WORK TASK:
Transcribe each record below word for word.

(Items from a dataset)
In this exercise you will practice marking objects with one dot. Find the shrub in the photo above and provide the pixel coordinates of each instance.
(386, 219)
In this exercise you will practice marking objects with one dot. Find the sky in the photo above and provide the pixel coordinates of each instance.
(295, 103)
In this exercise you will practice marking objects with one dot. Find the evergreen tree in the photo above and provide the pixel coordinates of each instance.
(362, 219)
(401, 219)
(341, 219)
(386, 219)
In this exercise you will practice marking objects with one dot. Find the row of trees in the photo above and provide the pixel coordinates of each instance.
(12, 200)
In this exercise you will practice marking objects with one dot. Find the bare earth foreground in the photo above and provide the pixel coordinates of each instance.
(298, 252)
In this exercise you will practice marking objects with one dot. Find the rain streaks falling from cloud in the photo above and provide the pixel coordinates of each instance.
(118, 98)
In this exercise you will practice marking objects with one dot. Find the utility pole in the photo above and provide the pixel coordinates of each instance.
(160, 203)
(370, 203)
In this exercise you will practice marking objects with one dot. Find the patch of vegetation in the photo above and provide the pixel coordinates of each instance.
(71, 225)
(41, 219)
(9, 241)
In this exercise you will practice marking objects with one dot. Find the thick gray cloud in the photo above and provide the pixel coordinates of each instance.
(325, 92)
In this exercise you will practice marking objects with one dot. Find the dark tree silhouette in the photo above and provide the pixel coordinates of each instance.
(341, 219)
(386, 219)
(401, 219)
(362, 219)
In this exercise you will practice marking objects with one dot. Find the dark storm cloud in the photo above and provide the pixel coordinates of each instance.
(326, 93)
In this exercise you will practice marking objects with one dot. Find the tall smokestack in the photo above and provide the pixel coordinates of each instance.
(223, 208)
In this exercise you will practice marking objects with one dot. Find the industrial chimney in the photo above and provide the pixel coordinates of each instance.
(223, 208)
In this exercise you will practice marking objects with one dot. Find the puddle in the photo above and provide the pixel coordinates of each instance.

SOLUTION FOR THIS PROBLEM:
In this exercise you will practice marking objects with one dot. Find the shrub in the photo above and provide the pixel coordinates of each instance.
(386, 219)
In this exercise you will practice marking objects with one dot. Find the sky in the photo above and provide the pixel coordinates of each instance.
(295, 103)
In this exercise you will practice marking objects with one dot. Find the evergreen tree in the photo above and provide the pixel coordinates of each instance.
(362, 219)
(401, 219)
(341, 219)
(386, 219)
In this exercise you will practice marking objects with one dot. Find the row of trees in the photo above and provide the pixel coordinates of each instance.
(12, 200)
In this exercise you will practice marking objects with one dot. Find the bare earth foreground in the photo above and provide the pixel coordinates of each instance.
(298, 252)
In this exercise you will practice marking objects with one dot. Find the rain streaks falling from cloud in the photo above and provide the pixel coordinates of each instance.
(118, 98)
In this exercise you will practice marking objects with one dot. Find the utility pole in the photo above and provide the pixel coordinates of each instance.
(160, 203)
(370, 203)
In this exercise you will practice marking objects with one dot. Find the patch of vegetation in the photo above and provide the pixel coordinates of each instance.
(71, 225)
(41, 219)
(9, 241)
In this exercise you will practice marking objects with one dot. Find the thick gray cloud in the photo above and provide the pixel coordinates of each instance.
(325, 92)
In this exercise you will practice marking objects with one dot. Find the dark tree silhouette in the photo above and provide the pixel coordinates of each instance.
(341, 219)
(386, 219)
(401, 219)
(362, 219)
In this exercise you will practice marking objects with one dot. Find the dark storm cloud in the photo above and provide the pixel coordinates of each instance.
(326, 93)
In this exercise you will practice marking objects with one dot. Find the tall smokestack in the photo above and provide the pixel coordinates of each instance.
(223, 208)
In this exercise you will practice marking objects with one dot. Find the industrial chimney in the photo above and provide the pixel coordinates of each instance.
(223, 208)
In this exercise you will practice marking objects with one dot. Find the puddle in the photo above and provide the pixel coordinates of each instance.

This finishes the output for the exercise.